> Work instructions: Give back the data below word for word. Any image in it should be left out.

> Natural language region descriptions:
--- START ---

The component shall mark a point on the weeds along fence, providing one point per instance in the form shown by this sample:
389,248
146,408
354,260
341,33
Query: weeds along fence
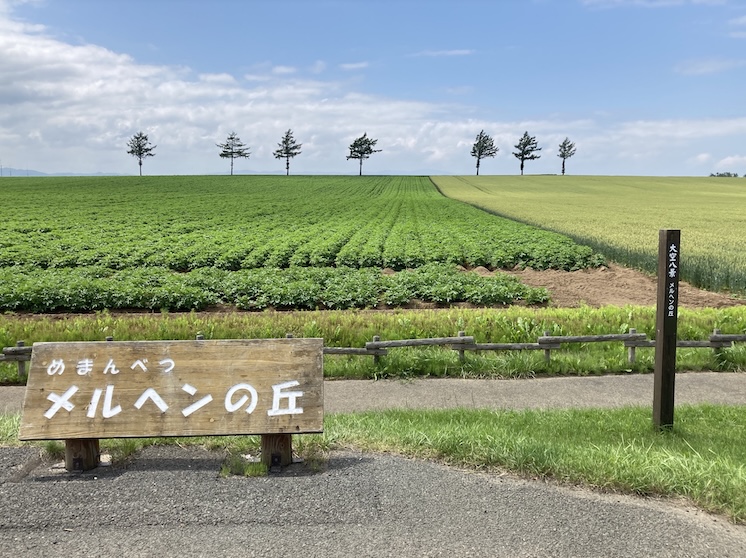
462,343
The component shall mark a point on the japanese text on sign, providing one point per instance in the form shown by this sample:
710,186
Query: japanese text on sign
164,384
672,280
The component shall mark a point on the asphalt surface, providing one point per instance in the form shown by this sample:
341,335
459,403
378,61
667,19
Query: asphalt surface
170,500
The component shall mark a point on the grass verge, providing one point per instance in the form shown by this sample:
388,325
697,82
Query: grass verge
702,459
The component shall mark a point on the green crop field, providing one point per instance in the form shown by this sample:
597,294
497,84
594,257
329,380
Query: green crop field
620,217
180,243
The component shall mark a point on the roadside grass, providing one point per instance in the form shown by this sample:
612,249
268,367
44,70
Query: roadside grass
355,328
703,459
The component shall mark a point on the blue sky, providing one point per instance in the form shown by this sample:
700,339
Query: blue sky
643,87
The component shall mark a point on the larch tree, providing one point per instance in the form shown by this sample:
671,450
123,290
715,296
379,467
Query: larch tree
567,150
233,148
483,147
526,149
287,149
362,148
140,148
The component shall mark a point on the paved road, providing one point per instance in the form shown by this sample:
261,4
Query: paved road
170,501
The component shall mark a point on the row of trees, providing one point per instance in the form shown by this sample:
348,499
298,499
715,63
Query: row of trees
526,149
360,149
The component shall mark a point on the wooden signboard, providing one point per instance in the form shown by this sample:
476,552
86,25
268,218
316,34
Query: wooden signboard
173,388
666,325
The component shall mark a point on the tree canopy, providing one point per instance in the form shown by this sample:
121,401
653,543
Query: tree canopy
567,150
483,147
140,148
287,149
526,149
233,148
362,148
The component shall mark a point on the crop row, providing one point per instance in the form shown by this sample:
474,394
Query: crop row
234,223
86,289
621,217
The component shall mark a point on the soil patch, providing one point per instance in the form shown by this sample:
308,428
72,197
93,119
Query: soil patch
615,286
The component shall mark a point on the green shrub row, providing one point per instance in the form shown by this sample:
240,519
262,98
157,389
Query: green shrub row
87,289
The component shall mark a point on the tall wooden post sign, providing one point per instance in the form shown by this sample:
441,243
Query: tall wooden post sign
669,258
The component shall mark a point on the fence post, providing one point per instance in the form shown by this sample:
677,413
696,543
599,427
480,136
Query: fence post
376,358
717,349
631,351
461,355
21,363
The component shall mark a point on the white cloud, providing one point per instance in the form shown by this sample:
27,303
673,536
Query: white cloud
438,53
283,70
650,3
318,67
217,78
354,66
731,162
72,108
707,66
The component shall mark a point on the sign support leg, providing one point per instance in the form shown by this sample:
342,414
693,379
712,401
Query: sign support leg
82,455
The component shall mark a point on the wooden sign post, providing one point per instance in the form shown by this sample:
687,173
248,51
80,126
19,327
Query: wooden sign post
81,392
669,258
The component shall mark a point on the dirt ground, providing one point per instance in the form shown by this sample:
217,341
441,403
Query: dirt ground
615,286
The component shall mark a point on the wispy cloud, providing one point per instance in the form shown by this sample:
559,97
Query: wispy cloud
739,25
731,162
283,70
649,3
354,66
707,66
436,53
318,67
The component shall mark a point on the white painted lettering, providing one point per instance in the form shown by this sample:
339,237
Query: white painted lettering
57,366
61,402
291,397
233,407
151,394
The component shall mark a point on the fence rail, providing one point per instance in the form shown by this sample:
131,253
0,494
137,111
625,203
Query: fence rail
462,343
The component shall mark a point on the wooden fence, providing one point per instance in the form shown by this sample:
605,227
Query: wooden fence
462,343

--- END ---

> Response to this exercise:
The component shall mark a point on the weeds along fence, providing one point per instance in the form shown by this sample:
389,248
146,408
354,260
341,33
Query: weeds along fence
462,343
The component shall mark a point on the japanese text on sign, providing one point per instance in the form shown by this sample:
710,186
Query: japanese text on sign
164,384
672,280
The component shall mark a point on the asphalt surface, providing one point per instance in the form shown by this sample:
341,335
459,403
378,61
667,19
Query: asphalt surface
170,500
The component shall mark a point on the grass verge, providing one point per instance in the form shown by this sample:
388,325
697,82
Query: grass verge
702,459
The component shall mark a point on the green crop field, providing one point per instance in the form shown by this sample:
597,294
497,84
594,257
329,380
Query: green crop field
620,217
180,243
The component shall mark a point on the roadside grass, providing one point per instance in the form shown by this sample:
612,249
268,367
44,70
Query: roadside grass
355,328
703,459
The component shall mark a point on the blue sky, providing one point per instance in the form shown by this sample:
700,339
Query: blue sky
643,87
The component shall mark a point on the larch tree, providing one point per instance in the form shown by this sample:
671,450
123,290
715,296
379,467
Query: larch tree
567,150
233,148
483,147
526,149
287,149
362,148
140,148
The component shall mark a point on the paved road, providing one point per instance in the form shown by this sample:
261,4
Query: paved road
170,501
The component shall mark a point on the row of trees, providing one point per instance in the form shown by this sample:
348,499
298,499
715,63
Query: row of trees
526,149
360,149
The component shall mark a point on the wooden signboard, providing one point per instance in the form shown by this sample:
476,552
86,25
268,218
316,34
Query: wooden signboard
173,388
666,325
The component shall mark a point on the tree canopy, providing one point per instance in the form shown by this sample:
121,401
653,543
Query: tree canopy
567,150
483,147
140,148
287,149
526,149
233,148
362,148
The component shall mark a point on the crop row, providing one point per instance in the form shown by this sample:
474,394
Query: crop row
234,223
86,289
621,217
The component shall mark a point on the soil patch, providing one point per instance in the form shown by this sample:
308,428
72,197
93,119
Query: soil patch
615,286
The component shall mark a point on the green shrub row, providing one point per instance in the form shown by this sample:
240,519
262,98
157,389
Query: green shrub row
87,289
The component shall mark a point on the tall wooden post sign, providing one point per instance in the form shown by this sample:
441,243
Query: tall wooden post sign
669,258
The component shall mark a point on the fence post, providing one point per instance in the form shown by this sample:
677,413
696,543
599,427
480,136
Query: fence post
376,358
717,349
631,351
461,355
21,363
The component shall mark a point on the white cloud, providing one point per instance in the form shown by this sample:
27,303
673,536
Query: white cloud
438,53
283,70
650,3
318,67
217,78
354,66
731,162
72,108
707,66
The component shall mark a point on the sign support leg, providing one point per instance in the form shown by this sample:
342,414
693,379
712,401
Query: sign support leg
82,455
The component shall mark a point on the wooden sign post, providing one point per instance in the form shown by this sample:
687,173
248,51
80,126
19,327
Query: wooden sign post
81,392
669,258
The component shall mark a point on the dirt ground, providing one point per instance in the form shown by this sample:
217,341
441,403
Query: dirt ground
615,286
The component shall mark a point on the wispy cloud, providing one point per instance in the form shown by this sample:
559,97
Query: wispy cloud
739,25
731,162
283,70
649,3
354,66
707,66
436,53
318,67
The component shall mark a point on the white painted lettering, providing one point per instance in the form shown by this sample:
339,237
Query: white painted lettering
57,366
61,402
291,397
233,407
151,394
The component shall mark a point on the fence rail, providing one point per instance in the form shown by this sample:
131,253
0,494
137,111
625,203
Query: fence rail
462,343
The component shall mark a point on the wooden fence, providing one point per instance in the form shown by this sample:
605,227
Query: wooden fence
462,343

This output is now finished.